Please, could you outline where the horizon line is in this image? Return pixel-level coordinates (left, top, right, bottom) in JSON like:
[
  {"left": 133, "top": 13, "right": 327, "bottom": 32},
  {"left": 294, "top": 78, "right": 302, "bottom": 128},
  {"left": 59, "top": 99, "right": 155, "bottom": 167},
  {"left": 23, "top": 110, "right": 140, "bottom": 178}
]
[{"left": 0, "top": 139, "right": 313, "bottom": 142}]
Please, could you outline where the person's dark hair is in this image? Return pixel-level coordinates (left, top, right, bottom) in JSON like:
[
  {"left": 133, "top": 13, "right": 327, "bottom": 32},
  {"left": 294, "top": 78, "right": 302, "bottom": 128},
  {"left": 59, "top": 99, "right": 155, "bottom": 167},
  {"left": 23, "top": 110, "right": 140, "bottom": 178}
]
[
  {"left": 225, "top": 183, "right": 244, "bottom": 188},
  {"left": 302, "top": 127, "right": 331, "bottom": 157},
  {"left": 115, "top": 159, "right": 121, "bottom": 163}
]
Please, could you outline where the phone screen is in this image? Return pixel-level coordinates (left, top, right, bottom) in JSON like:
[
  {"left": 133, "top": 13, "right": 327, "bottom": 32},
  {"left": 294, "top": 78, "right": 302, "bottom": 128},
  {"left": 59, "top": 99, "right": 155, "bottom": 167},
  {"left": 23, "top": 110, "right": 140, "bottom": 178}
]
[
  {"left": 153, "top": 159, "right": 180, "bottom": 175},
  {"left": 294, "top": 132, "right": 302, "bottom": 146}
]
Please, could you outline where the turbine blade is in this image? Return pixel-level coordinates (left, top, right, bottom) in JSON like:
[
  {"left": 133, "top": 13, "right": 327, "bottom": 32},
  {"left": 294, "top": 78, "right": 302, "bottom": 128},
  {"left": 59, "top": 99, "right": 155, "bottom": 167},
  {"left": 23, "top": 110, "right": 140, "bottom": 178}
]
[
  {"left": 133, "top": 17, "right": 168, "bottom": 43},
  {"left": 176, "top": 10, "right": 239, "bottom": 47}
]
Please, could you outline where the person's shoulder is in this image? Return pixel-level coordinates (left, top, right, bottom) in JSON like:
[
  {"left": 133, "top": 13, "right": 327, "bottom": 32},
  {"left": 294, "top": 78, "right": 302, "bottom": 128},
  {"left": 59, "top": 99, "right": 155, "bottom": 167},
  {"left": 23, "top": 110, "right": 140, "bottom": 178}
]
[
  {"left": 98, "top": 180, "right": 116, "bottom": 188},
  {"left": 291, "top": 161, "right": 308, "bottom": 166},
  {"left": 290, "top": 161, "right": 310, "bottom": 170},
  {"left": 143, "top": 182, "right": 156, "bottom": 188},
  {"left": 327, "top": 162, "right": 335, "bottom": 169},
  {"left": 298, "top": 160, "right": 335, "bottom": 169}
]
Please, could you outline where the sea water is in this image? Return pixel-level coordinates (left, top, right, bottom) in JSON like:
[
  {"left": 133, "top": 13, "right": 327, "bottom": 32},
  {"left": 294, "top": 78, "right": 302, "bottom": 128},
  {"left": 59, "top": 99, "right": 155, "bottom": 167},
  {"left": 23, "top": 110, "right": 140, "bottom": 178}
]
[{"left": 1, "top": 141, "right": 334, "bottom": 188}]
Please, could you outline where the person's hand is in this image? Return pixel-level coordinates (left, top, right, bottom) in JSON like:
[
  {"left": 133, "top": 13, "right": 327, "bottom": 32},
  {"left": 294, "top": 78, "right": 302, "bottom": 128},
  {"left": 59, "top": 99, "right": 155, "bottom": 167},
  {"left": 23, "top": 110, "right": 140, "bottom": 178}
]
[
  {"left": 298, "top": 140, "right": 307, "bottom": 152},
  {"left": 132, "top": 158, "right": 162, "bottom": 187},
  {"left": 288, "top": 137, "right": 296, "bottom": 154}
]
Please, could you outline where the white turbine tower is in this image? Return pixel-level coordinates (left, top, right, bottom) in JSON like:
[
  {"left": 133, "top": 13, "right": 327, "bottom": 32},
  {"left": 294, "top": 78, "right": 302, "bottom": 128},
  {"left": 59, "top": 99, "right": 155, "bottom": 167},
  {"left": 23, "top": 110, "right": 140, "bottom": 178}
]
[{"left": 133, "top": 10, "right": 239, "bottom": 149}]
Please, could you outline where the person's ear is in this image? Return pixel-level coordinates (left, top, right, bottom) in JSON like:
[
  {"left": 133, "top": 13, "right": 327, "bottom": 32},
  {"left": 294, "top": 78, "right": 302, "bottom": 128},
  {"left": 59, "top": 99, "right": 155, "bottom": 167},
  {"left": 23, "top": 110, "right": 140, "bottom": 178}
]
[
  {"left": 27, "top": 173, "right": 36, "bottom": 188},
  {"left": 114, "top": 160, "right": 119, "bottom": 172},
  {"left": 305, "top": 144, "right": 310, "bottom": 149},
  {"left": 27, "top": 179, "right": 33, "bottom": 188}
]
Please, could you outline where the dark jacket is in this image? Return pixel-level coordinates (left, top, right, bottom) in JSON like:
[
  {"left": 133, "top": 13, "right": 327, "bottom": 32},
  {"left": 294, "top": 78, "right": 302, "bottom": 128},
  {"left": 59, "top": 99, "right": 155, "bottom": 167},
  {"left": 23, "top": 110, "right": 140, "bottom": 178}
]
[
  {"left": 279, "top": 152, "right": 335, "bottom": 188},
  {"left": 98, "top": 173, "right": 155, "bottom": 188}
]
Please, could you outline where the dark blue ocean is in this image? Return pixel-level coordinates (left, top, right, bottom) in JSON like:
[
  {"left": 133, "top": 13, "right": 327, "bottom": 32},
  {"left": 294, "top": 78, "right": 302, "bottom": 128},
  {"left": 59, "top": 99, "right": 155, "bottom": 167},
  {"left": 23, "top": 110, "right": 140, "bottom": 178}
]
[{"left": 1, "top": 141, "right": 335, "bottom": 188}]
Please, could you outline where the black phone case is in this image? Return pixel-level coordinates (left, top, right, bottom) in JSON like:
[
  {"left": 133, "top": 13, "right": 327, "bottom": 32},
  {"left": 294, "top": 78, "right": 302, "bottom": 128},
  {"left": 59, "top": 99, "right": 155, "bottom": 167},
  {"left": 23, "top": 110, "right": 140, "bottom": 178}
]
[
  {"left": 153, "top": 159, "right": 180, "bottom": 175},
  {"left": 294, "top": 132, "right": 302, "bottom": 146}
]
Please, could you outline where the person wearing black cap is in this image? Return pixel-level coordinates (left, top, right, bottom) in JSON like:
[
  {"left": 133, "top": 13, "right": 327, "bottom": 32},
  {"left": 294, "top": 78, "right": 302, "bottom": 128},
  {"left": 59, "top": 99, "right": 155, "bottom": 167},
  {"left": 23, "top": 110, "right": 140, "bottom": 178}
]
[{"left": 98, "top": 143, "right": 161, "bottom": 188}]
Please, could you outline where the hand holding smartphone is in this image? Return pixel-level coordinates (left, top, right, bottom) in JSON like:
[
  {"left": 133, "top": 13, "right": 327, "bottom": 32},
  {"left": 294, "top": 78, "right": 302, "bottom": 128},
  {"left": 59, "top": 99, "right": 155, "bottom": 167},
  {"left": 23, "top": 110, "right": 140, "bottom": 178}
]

■ **What is required**:
Could you copy each line from the listing that has the word "hand" in it?

■ **Output below**:
Please, could you outline where the person's hand is in this image? Return pixel-level coordinates (left, top, right, bottom) in JSON like:
Please, could you outline where the hand holding smartphone is in this image? Return pixel-level coordinates (left, top, right, bottom) in JSON like:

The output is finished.